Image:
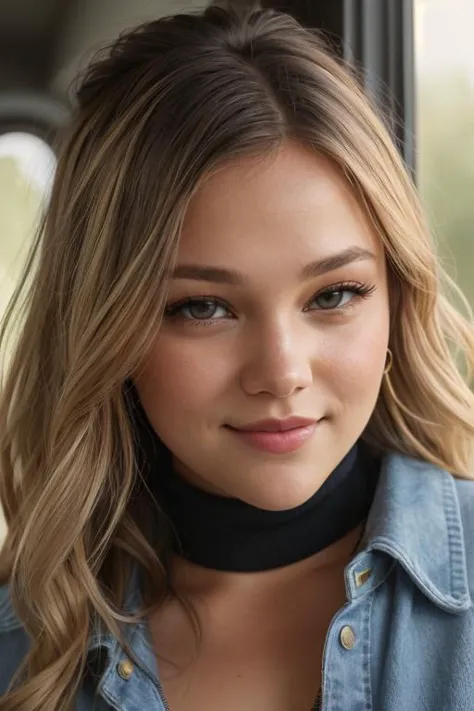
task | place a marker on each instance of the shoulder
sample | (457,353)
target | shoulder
(465,497)
(14,641)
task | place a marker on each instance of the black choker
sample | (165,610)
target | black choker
(228,534)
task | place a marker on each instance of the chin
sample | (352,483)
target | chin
(281,498)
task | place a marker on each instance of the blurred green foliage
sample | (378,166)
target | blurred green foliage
(445,140)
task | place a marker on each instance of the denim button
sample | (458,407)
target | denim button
(347,637)
(362,577)
(125,669)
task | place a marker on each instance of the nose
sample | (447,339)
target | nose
(278,362)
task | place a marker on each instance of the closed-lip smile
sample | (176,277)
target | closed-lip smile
(276,425)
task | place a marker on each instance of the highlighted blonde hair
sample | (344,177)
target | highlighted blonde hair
(168,104)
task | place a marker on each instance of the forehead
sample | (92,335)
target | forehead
(282,211)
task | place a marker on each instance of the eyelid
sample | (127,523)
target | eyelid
(358,288)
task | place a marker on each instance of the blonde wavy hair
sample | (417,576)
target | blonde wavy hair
(166,105)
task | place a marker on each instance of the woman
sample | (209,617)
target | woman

WORK REQUIRED:
Nothing should appear in the answer except the lines from the one containing "task | place a marker on each instance of the woman" to the end of the data above, reproduced exactly.

RESULT OF THE TASK:
task | place a marker on each instance of the woman
sample | (209,617)
target | woman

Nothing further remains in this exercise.